I did have to be careful to program the scanner correctly. (How do you program a bar-code scanner? Right! You point it at a special table of bar-codes! I love it.) I set it up to read EAN and UPC, always including the first and last digit, and optionally including the five-digit extension.

Querying for Titles

Presume that I've got a simple text file, containing UPC numbers, one per line. I need a program which will convert those to ISBNs, send them to Amazon via HTTP, and parse Amazon's HTML response page.

This is a job for Perl!

Well, I don't know Perl. Perl is fuggly. I've put off learning it this long; I have no great desire to wade in now. Someone (a different someone :-) suggested Python. Python is simple. The dumbass whitespace formatting is annoying, but not in a way that makes the language harder to learn. Python it was.

(Footnote: It strikes me that one could modify the Python compiler to ignore whitespace, and use -- for example -- ":" by itself as a block terminator. Since the compiler is part of the run-time environment, this may even be trivial. It would make a lot of people happier with the language, wouldn't it?)

I decided to split the task into its parts. The first script, upcfind.py, goes over a list of scanned codes (both EAN and UPC) and updates a master table called upc-map. This table, as described above, maps UPC prefixes to ISBN prefixes.

The second script, makeisbn.py, reads the same list of scanned codes; it spits out a list of ISBNs. (If it finds any ISBNs in the original list, it leaves them alone. Any line that looks entirely confusing stays in the list, but the script puts a "#" mark before it so that later programs can ignore it.) This script uses the upc-map table, of course. It's also smart enough to find instances where you scanned both UPC and EAN barcodes of the same book, and only spit out the ISBN once.

The third script, shelve.py, is the one that actually hits the Internet. It reads the list of ISBNs, and writes two output lists. The "out-err" file is a list of ISBNs that the databases (Amazon and Chapters) didn't manage to find. The "out-good" file has three lines for every ISBN successfully queried. The three lines are ISBN, author, and title.

The fourth script, collate.py, is only relevant if you want to turn the data files into a JFile database. (JFile is a shareware database app for the Palm.) The collate.py script just takes one or more data files, strips out blank lines and comments, sorts the data, and adds the one-line header which you need to convert a text file to a JFile PDB. (JFile comes with Windows tools to import data; I wrote jtrans, which does the same job on Unix.)

→ **DATA ROWS**
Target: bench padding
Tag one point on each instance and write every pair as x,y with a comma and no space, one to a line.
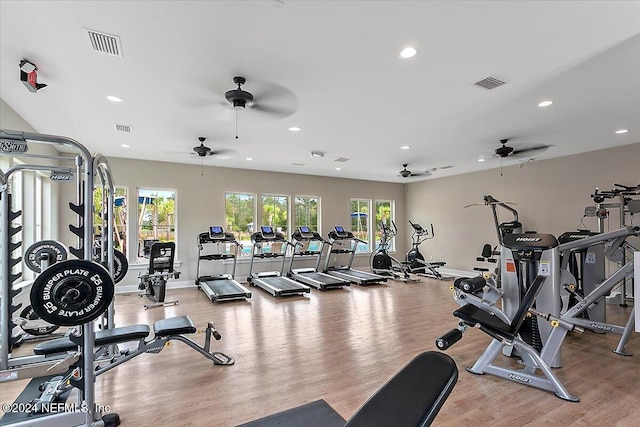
413,396
103,337
174,326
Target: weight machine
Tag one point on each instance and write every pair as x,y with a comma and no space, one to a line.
78,291
153,283
622,198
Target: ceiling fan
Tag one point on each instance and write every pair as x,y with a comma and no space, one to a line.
275,101
505,151
405,173
203,151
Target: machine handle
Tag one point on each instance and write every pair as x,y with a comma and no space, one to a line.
449,339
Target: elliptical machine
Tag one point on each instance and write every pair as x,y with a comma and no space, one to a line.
384,264
415,260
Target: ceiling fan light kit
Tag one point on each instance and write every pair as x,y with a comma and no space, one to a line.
238,97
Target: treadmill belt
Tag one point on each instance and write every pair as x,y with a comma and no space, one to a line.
283,284
223,287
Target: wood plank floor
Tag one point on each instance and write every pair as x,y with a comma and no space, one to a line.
340,346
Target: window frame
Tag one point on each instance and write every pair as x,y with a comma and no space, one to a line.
367,217
286,232
174,224
317,227
392,213
246,250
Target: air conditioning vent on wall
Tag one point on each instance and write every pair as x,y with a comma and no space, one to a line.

→ **YOUR INSTRUCTIONS**
Decide whether each statement below agrees with the passage on the book-scanning scripts, answering yes or no and quoting the words of the passage that settle it.
1. The scanner was set up to always include the five-digit extension.
2. The script makeisbn.py deletes any line it cannot make sense of.
3. The "out-good" file holds three lines for each ISBN queried successfully.

→ **OUTPUT OF THE EXERCISE**
1. No: "optionally including the five-digit extension."
2. No: "Any line that looks entirely confusing stays in the list, but the script puts a "#" mark before it so that later programs can ignore it."
3. Yes: "The "out-good" file has three lines for every ISBN successfully queried."